>> start

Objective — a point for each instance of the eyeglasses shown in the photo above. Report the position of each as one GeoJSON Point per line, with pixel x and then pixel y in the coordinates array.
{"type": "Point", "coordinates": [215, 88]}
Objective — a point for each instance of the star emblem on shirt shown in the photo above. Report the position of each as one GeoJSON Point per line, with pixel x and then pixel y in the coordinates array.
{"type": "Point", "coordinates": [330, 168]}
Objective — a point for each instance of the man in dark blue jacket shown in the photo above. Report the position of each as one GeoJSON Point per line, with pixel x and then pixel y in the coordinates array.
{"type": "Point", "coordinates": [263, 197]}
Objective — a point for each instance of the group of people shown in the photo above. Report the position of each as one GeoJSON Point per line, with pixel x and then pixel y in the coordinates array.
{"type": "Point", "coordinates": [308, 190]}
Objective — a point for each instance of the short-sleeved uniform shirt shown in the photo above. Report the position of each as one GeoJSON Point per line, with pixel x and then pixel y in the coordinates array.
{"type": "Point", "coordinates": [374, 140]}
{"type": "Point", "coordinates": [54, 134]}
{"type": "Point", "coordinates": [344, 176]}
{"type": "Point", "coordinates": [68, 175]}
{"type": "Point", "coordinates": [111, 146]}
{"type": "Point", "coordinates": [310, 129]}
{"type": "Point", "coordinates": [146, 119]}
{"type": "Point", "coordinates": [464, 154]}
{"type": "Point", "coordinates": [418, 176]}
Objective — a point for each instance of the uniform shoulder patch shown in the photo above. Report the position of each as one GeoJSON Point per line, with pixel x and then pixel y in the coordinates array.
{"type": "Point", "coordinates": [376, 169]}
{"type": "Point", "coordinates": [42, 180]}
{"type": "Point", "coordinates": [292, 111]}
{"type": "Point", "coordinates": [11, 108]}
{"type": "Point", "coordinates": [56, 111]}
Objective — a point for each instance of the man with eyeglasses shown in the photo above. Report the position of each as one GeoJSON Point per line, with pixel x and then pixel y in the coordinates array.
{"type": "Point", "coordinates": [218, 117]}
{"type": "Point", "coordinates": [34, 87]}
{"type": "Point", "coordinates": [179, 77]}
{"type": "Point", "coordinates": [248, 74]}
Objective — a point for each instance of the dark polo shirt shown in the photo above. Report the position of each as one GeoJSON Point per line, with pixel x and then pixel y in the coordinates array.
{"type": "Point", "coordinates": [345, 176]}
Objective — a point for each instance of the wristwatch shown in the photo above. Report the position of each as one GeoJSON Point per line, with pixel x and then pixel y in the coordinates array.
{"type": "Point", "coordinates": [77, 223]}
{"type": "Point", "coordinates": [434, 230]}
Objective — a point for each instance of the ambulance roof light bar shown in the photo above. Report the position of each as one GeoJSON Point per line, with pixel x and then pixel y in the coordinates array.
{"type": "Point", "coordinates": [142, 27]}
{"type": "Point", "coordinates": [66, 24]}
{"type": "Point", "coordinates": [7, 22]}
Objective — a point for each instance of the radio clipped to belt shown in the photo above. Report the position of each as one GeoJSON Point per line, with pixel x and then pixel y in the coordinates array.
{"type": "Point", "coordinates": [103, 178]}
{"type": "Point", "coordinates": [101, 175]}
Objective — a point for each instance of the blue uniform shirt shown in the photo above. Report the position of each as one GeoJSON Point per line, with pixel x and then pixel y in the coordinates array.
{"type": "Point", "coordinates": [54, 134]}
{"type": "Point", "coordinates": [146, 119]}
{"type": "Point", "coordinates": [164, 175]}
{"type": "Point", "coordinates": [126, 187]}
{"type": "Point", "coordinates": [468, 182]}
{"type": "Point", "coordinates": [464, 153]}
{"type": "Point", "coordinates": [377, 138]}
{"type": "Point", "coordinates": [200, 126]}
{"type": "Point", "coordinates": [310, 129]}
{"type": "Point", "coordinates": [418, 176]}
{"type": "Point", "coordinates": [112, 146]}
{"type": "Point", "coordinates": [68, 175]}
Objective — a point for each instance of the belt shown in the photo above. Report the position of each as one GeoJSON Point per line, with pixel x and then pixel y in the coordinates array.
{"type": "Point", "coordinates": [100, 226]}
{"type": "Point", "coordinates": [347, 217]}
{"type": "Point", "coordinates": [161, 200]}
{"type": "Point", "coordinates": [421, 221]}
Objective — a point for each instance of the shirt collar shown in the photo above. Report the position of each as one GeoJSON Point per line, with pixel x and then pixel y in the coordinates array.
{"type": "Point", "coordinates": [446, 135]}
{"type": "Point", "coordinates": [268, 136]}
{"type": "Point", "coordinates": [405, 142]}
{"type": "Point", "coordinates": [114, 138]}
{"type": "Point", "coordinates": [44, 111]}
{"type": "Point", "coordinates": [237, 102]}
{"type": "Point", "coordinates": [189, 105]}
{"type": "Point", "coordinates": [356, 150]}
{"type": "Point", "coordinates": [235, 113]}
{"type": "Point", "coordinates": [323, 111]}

>> end

▸ **The task**: Using the data above, print every record exactly as shown.

▸ **Full solution**:
Objective — a point for each instance of the eyeglasses shown in the photo above. Report the position of each as one GeoJSON Point per line, with pixel x and then pixel y in the coordinates array.
{"type": "Point", "coordinates": [215, 88]}
Objective — a point for each instance of the star emblem on shirt shown in the photo above. Report the position of each as one GeoJSON Point per line, with pixel x and then pixel y in the coordinates array.
{"type": "Point", "coordinates": [330, 168]}
Objective — a point for each instance of the man in dark blue jacket shown in the photo above. Report the position of each as one GeoJSON Point per line, with pixel x and then pixel y in the coordinates array.
{"type": "Point", "coordinates": [263, 197]}
Objective — a point for each instance of the group of people shown in the photo above. Report the position of each as one GeoJSON Point per line, with pixel x and then pixel y in the coordinates array.
{"type": "Point", "coordinates": [308, 190]}
Objective — a point for each instance of the short-sleeved uniform shirt shown in the photo above. Report the position of each as one GeoJSON Point per line, with pixel x and then pixel y in the coordinates array.
{"type": "Point", "coordinates": [374, 140]}
{"type": "Point", "coordinates": [54, 134]}
{"type": "Point", "coordinates": [344, 176]}
{"type": "Point", "coordinates": [68, 175]}
{"type": "Point", "coordinates": [111, 146]}
{"type": "Point", "coordinates": [310, 129]}
{"type": "Point", "coordinates": [146, 119]}
{"type": "Point", "coordinates": [464, 154]}
{"type": "Point", "coordinates": [418, 176]}
Objective — a point for each instance of the uniform shoulder patch shown in the photo above. Report the position of each as one GeoJSON Point per line, with pixel x and then pixel y in the coordinates array.
{"type": "Point", "coordinates": [376, 169]}
{"type": "Point", "coordinates": [42, 180]}
{"type": "Point", "coordinates": [292, 111]}
{"type": "Point", "coordinates": [11, 108]}
{"type": "Point", "coordinates": [56, 111]}
Objective — a point for each instance of the man with eyeglasses shown in the photo above. Report the position of each as one GeoJSON Point per line, with pixel x and then pixel y in the coordinates array.
{"type": "Point", "coordinates": [218, 117]}
{"type": "Point", "coordinates": [34, 87]}
{"type": "Point", "coordinates": [179, 77]}
{"type": "Point", "coordinates": [248, 74]}
Objective — a point for each instance of the dark polo shirt shown in the photo above. Report the position of each as one GeoJSON Point per line, with pixel x and then pixel y in the coordinates array.
{"type": "Point", "coordinates": [345, 176]}
Objective — a point for each instance of the wristwatch shown in the photo above. Report the position of each as one GeoJSON Point per line, with pixel x and then pixel y in the coordinates array.
{"type": "Point", "coordinates": [77, 223]}
{"type": "Point", "coordinates": [434, 230]}
Objective — a point for each instance of the ambulance roof light bar shown in the photo above. Report the position of each as one GeoJSON Point per line, with pixel x and then pixel y in the coordinates array.
{"type": "Point", "coordinates": [142, 27]}
{"type": "Point", "coordinates": [66, 24]}
{"type": "Point", "coordinates": [7, 22]}
Objective — a point for each instance of the radio clipped to belt shown in the photo above. Report the position of each as one GeoJSON Point per line, with pixel x and then pixel y in the coordinates array.
{"type": "Point", "coordinates": [103, 178]}
{"type": "Point", "coordinates": [101, 175]}
Objective — a point for each instance of the blue uniform shirt shown in the photo above. Report the position of each as one GeoJSON Point per line, with pixel x and then pixel y in the coordinates array.
{"type": "Point", "coordinates": [54, 134]}
{"type": "Point", "coordinates": [146, 119]}
{"type": "Point", "coordinates": [164, 175]}
{"type": "Point", "coordinates": [126, 187]}
{"type": "Point", "coordinates": [468, 182]}
{"type": "Point", "coordinates": [464, 153]}
{"type": "Point", "coordinates": [377, 138]}
{"type": "Point", "coordinates": [200, 126]}
{"type": "Point", "coordinates": [310, 129]}
{"type": "Point", "coordinates": [418, 176]}
{"type": "Point", "coordinates": [112, 146]}
{"type": "Point", "coordinates": [68, 175]}
Objective — a point for each instance of the belt shown in the photo above. Report the position of each as one GeoJSON Point per line, with pixel x and then pixel y in the coordinates array.
{"type": "Point", "coordinates": [100, 226]}
{"type": "Point", "coordinates": [347, 217]}
{"type": "Point", "coordinates": [161, 200]}
{"type": "Point", "coordinates": [421, 221]}
Objective — a point for each instance of the shirt collar shown in the photo above. Report the position of each as one GeoJSON Point per line, with pixel x and then pixel y in the coordinates array.
{"type": "Point", "coordinates": [446, 135]}
{"type": "Point", "coordinates": [268, 136]}
{"type": "Point", "coordinates": [405, 142]}
{"type": "Point", "coordinates": [114, 138]}
{"type": "Point", "coordinates": [44, 111]}
{"type": "Point", "coordinates": [237, 102]}
{"type": "Point", "coordinates": [189, 105]}
{"type": "Point", "coordinates": [356, 150]}
{"type": "Point", "coordinates": [235, 113]}
{"type": "Point", "coordinates": [323, 111]}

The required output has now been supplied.